══ Source data
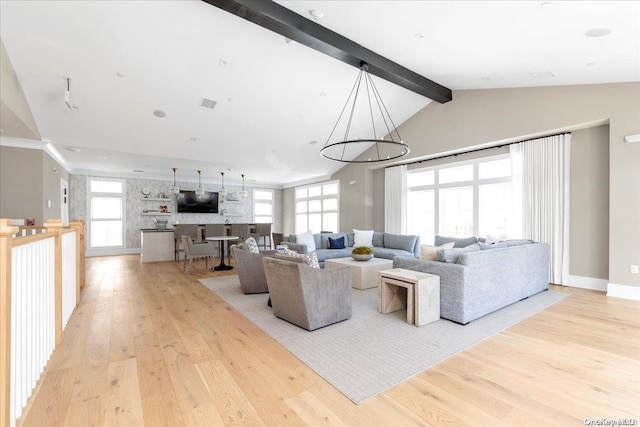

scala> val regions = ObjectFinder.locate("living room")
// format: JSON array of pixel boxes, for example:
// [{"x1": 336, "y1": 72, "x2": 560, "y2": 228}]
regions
[{"x1": 0, "y1": 1, "x2": 640, "y2": 425}]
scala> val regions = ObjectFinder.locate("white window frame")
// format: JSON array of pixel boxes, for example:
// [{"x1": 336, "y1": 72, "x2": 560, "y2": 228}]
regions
[
  {"x1": 407, "y1": 154, "x2": 512, "y2": 243},
  {"x1": 253, "y1": 188, "x2": 275, "y2": 224},
  {"x1": 294, "y1": 180, "x2": 340, "y2": 233},
  {"x1": 86, "y1": 177, "x2": 127, "y2": 253}
]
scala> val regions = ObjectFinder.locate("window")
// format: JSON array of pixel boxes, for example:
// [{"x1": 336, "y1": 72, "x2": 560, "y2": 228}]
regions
[
  {"x1": 407, "y1": 155, "x2": 519, "y2": 244},
  {"x1": 87, "y1": 178, "x2": 125, "y2": 249},
  {"x1": 253, "y1": 189, "x2": 273, "y2": 224},
  {"x1": 295, "y1": 181, "x2": 340, "y2": 234}
]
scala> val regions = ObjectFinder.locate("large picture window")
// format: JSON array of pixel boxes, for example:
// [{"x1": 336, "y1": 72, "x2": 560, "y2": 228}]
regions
[
  {"x1": 295, "y1": 181, "x2": 340, "y2": 234},
  {"x1": 253, "y1": 189, "x2": 273, "y2": 224},
  {"x1": 87, "y1": 178, "x2": 125, "y2": 249},
  {"x1": 407, "y1": 155, "x2": 520, "y2": 244}
]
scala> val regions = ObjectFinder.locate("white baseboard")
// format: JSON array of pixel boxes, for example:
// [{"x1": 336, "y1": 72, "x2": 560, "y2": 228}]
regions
[
  {"x1": 607, "y1": 283, "x2": 640, "y2": 301},
  {"x1": 568, "y1": 276, "x2": 609, "y2": 292},
  {"x1": 85, "y1": 248, "x2": 140, "y2": 257}
]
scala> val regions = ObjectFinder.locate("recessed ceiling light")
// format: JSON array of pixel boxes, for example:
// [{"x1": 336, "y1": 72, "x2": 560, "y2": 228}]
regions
[
  {"x1": 584, "y1": 28, "x2": 611, "y2": 37},
  {"x1": 309, "y1": 10, "x2": 324, "y2": 21},
  {"x1": 200, "y1": 98, "x2": 217, "y2": 110},
  {"x1": 529, "y1": 71, "x2": 556, "y2": 79}
]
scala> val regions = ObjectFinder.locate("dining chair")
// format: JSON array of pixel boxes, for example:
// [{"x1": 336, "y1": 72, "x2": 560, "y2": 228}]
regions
[
  {"x1": 181, "y1": 235, "x2": 216, "y2": 271},
  {"x1": 271, "y1": 233, "x2": 284, "y2": 248},
  {"x1": 173, "y1": 224, "x2": 200, "y2": 262},
  {"x1": 231, "y1": 224, "x2": 251, "y2": 240},
  {"x1": 204, "y1": 224, "x2": 231, "y2": 262},
  {"x1": 255, "y1": 223, "x2": 271, "y2": 250}
]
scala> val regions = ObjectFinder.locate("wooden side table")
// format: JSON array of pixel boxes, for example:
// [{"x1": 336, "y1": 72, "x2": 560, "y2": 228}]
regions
[{"x1": 378, "y1": 268, "x2": 440, "y2": 326}]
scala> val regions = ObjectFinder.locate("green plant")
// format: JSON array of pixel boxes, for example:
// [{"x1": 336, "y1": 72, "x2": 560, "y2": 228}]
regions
[{"x1": 351, "y1": 246, "x2": 373, "y2": 255}]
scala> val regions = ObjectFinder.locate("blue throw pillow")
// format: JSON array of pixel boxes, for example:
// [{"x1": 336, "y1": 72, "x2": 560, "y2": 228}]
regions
[{"x1": 329, "y1": 236, "x2": 344, "y2": 249}]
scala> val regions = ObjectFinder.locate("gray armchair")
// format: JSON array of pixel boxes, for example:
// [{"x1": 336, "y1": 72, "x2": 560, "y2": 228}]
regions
[
  {"x1": 262, "y1": 257, "x2": 351, "y2": 331},
  {"x1": 231, "y1": 244, "x2": 275, "y2": 294}
]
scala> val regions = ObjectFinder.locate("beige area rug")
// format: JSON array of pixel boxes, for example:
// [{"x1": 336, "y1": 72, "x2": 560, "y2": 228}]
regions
[{"x1": 200, "y1": 276, "x2": 568, "y2": 403}]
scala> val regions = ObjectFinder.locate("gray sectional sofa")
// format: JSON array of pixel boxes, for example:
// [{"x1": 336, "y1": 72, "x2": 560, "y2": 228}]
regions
[
  {"x1": 282, "y1": 232, "x2": 420, "y2": 267},
  {"x1": 393, "y1": 240, "x2": 549, "y2": 324}
]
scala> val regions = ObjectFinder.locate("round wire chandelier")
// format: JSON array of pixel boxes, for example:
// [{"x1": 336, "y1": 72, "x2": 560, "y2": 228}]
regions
[{"x1": 320, "y1": 61, "x2": 411, "y2": 163}]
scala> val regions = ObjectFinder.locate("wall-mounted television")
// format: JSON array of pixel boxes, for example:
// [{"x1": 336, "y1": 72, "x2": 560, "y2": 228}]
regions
[{"x1": 178, "y1": 190, "x2": 218, "y2": 213}]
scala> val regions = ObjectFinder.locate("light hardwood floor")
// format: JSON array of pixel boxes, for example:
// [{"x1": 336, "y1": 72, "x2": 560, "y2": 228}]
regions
[{"x1": 20, "y1": 256, "x2": 640, "y2": 427}]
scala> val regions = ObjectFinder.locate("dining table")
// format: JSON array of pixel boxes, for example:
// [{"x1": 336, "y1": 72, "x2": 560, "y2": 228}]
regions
[{"x1": 205, "y1": 236, "x2": 238, "y2": 271}]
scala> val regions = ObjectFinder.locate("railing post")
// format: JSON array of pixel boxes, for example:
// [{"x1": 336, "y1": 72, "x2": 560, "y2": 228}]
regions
[
  {"x1": 44, "y1": 219, "x2": 62, "y2": 347},
  {"x1": 0, "y1": 218, "x2": 18, "y2": 426},
  {"x1": 69, "y1": 219, "x2": 84, "y2": 306}
]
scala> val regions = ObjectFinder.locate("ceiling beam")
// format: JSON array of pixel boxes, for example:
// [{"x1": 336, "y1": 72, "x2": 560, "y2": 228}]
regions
[{"x1": 203, "y1": 0, "x2": 452, "y2": 103}]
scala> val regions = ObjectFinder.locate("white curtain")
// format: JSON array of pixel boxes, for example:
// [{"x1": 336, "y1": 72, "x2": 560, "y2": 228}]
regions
[
  {"x1": 510, "y1": 134, "x2": 571, "y2": 284},
  {"x1": 384, "y1": 165, "x2": 407, "y2": 234}
]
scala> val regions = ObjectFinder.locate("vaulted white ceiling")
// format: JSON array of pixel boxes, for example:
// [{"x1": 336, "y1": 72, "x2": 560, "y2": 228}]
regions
[{"x1": 0, "y1": 0, "x2": 640, "y2": 186}]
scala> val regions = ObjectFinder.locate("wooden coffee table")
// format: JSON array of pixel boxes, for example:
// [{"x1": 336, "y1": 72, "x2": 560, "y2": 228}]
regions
[{"x1": 324, "y1": 257, "x2": 393, "y2": 289}]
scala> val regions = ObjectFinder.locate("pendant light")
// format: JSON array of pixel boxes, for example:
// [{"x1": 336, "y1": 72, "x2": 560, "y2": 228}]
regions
[
  {"x1": 238, "y1": 174, "x2": 249, "y2": 199},
  {"x1": 196, "y1": 169, "x2": 204, "y2": 197},
  {"x1": 169, "y1": 168, "x2": 180, "y2": 194},
  {"x1": 320, "y1": 61, "x2": 410, "y2": 163},
  {"x1": 218, "y1": 172, "x2": 227, "y2": 200}
]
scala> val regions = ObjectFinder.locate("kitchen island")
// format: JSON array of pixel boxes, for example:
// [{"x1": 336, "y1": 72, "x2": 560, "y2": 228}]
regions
[{"x1": 140, "y1": 228, "x2": 174, "y2": 262}]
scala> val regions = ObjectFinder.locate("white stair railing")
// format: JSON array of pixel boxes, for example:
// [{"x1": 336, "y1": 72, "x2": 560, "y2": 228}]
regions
[{"x1": 0, "y1": 219, "x2": 84, "y2": 427}]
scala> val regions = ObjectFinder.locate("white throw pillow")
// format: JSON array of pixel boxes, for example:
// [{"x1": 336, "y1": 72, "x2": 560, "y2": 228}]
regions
[
  {"x1": 484, "y1": 234, "x2": 500, "y2": 245},
  {"x1": 353, "y1": 228, "x2": 373, "y2": 248},
  {"x1": 420, "y1": 242, "x2": 456, "y2": 261},
  {"x1": 296, "y1": 231, "x2": 316, "y2": 253},
  {"x1": 244, "y1": 237, "x2": 260, "y2": 254}
]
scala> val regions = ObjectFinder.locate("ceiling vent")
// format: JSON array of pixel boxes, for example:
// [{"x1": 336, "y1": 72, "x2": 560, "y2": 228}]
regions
[
  {"x1": 529, "y1": 71, "x2": 556, "y2": 79},
  {"x1": 200, "y1": 98, "x2": 217, "y2": 110}
]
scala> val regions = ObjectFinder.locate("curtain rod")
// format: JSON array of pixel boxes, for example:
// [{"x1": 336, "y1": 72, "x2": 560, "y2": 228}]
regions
[{"x1": 385, "y1": 132, "x2": 571, "y2": 169}]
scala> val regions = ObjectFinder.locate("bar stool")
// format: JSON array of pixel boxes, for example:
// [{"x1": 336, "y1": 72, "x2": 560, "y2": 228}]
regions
[{"x1": 255, "y1": 223, "x2": 271, "y2": 250}]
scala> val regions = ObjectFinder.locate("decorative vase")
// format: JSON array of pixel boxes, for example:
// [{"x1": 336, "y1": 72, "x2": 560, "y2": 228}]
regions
[{"x1": 351, "y1": 254, "x2": 373, "y2": 261}]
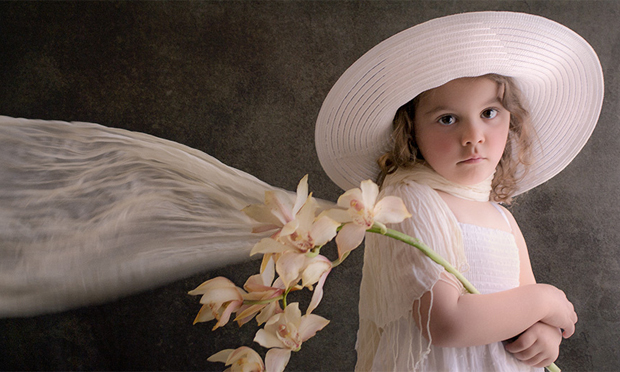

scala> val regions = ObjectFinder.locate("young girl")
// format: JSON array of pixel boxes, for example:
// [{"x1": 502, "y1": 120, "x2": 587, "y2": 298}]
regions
[{"x1": 317, "y1": 12, "x2": 602, "y2": 371}]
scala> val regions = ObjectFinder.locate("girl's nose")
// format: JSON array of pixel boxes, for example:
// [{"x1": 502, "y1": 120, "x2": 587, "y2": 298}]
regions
[{"x1": 461, "y1": 119, "x2": 484, "y2": 146}]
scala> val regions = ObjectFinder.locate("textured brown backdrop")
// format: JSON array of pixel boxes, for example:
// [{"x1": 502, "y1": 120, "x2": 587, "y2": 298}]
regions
[{"x1": 0, "y1": 1, "x2": 620, "y2": 371}]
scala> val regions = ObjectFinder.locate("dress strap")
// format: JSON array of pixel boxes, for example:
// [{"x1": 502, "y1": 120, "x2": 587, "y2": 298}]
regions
[{"x1": 491, "y1": 202, "x2": 512, "y2": 233}]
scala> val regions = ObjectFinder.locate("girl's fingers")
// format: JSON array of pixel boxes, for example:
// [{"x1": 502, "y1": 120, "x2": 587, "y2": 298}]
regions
[{"x1": 505, "y1": 332, "x2": 536, "y2": 354}]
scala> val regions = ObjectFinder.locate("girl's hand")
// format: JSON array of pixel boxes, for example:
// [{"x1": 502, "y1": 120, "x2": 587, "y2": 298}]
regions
[
  {"x1": 536, "y1": 284, "x2": 577, "y2": 338},
  {"x1": 505, "y1": 322, "x2": 562, "y2": 368}
]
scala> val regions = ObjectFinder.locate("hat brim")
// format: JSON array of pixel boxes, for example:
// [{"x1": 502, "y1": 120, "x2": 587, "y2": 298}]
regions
[{"x1": 315, "y1": 12, "x2": 604, "y2": 194}]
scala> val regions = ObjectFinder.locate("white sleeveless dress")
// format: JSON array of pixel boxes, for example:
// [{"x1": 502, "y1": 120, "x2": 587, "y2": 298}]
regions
[{"x1": 357, "y1": 205, "x2": 542, "y2": 372}]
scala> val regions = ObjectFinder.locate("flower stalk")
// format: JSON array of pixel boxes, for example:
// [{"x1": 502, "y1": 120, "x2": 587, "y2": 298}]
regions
[
  {"x1": 366, "y1": 223, "x2": 561, "y2": 372},
  {"x1": 189, "y1": 176, "x2": 560, "y2": 372}
]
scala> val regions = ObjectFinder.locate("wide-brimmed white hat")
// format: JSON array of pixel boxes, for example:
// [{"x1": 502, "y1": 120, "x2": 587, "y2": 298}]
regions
[{"x1": 315, "y1": 12, "x2": 604, "y2": 194}]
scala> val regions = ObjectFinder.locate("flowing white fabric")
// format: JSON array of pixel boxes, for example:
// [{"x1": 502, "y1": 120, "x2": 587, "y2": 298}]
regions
[
  {"x1": 0, "y1": 117, "x2": 308, "y2": 317},
  {"x1": 356, "y1": 165, "x2": 530, "y2": 371}
]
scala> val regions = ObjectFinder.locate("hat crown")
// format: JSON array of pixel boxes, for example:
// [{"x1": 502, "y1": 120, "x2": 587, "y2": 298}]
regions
[{"x1": 315, "y1": 12, "x2": 604, "y2": 193}]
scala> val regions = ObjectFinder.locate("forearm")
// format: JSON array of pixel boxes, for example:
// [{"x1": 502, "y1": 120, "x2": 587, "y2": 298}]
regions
[{"x1": 429, "y1": 282, "x2": 549, "y2": 347}]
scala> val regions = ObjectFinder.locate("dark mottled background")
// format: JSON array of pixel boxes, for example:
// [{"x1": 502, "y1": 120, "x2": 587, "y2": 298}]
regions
[{"x1": 0, "y1": 1, "x2": 620, "y2": 371}]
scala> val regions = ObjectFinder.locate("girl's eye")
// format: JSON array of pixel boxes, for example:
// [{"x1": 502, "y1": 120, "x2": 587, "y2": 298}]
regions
[
  {"x1": 437, "y1": 115, "x2": 456, "y2": 125},
  {"x1": 481, "y1": 109, "x2": 497, "y2": 119}
]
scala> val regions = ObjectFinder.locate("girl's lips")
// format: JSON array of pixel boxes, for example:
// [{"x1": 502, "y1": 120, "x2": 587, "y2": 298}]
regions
[{"x1": 461, "y1": 156, "x2": 484, "y2": 164}]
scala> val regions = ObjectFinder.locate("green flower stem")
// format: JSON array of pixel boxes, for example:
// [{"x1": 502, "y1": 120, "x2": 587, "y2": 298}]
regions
[
  {"x1": 332, "y1": 251, "x2": 351, "y2": 268},
  {"x1": 366, "y1": 224, "x2": 561, "y2": 372},
  {"x1": 366, "y1": 225, "x2": 480, "y2": 294},
  {"x1": 243, "y1": 295, "x2": 284, "y2": 305}
]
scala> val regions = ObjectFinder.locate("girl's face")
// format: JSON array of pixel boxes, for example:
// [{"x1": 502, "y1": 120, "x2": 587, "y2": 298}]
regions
[{"x1": 414, "y1": 78, "x2": 510, "y2": 185}]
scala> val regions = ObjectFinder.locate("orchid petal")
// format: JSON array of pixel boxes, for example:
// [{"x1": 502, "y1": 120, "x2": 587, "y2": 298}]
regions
[
  {"x1": 256, "y1": 301, "x2": 282, "y2": 325},
  {"x1": 260, "y1": 257, "x2": 276, "y2": 286},
  {"x1": 297, "y1": 314, "x2": 329, "y2": 341},
  {"x1": 374, "y1": 196, "x2": 411, "y2": 223},
  {"x1": 338, "y1": 188, "x2": 364, "y2": 209},
  {"x1": 301, "y1": 255, "x2": 332, "y2": 287},
  {"x1": 276, "y1": 252, "x2": 306, "y2": 288},
  {"x1": 250, "y1": 238, "x2": 292, "y2": 256},
  {"x1": 280, "y1": 218, "x2": 300, "y2": 237},
  {"x1": 243, "y1": 274, "x2": 271, "y2": 292},
  {"x1": 295, "y1": 195, "x2": 319, "y2": 231},
  {"x1": 283, "y1": 302, "x2": 302, "y2": 326},
  {"x1": 360, "y1": 180, "x2": 379, "y2": 209},
  {"x1": 254, "y1": 328, "x2": 285, "y2": 348},
  {"x1": 336, "y1": 223, "x2": 366, "y2": 257},
  {"x1": 292, "y1": 174, "x2": 308, "y2": 215},
  {"x1": 265, "y1": 349, "x2": 291, "y2": 372},
  {"x1": 207, "y1": 346, "x2": 234, "y2": 363},
  {"x1": 188, "y1": 276, "x2": 236, "y2": 296},
  {"x1": 317, "y1": 205, "x2": 351, "y2": 224},
  {"x1": 200, "y1": 287, "x2": 243, "y2": 304},
  {"x1": 265, "y1": 191, "x2": 293, "y2": 225},
  {"x1": 234, "y1": 304, "x2": 267, "y2": 326},
  {"x1": 193, "y1": 305, "x2": 215, "y2": 324},
  {"x1": 306, "y1": 270, "x2": 331, "y2": 314},
  {"x1": 226, "y1": 346, "x2": 265, "y2": 371},
  {"x1": 310, "y1": 216, "x2": 340, "y2": 246},
  {"x1": 212, "y1": 300, "x2": 243, "y2": 331}
]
════
◆ **Required task**
Please pick out every line in the records that contains the word "green", and copy each of those lines.

◆ **The response**
scala> val regions = ObjectFinder.locate("green plant")
scala> val regions = ObjectFinder.locate("green flower stem")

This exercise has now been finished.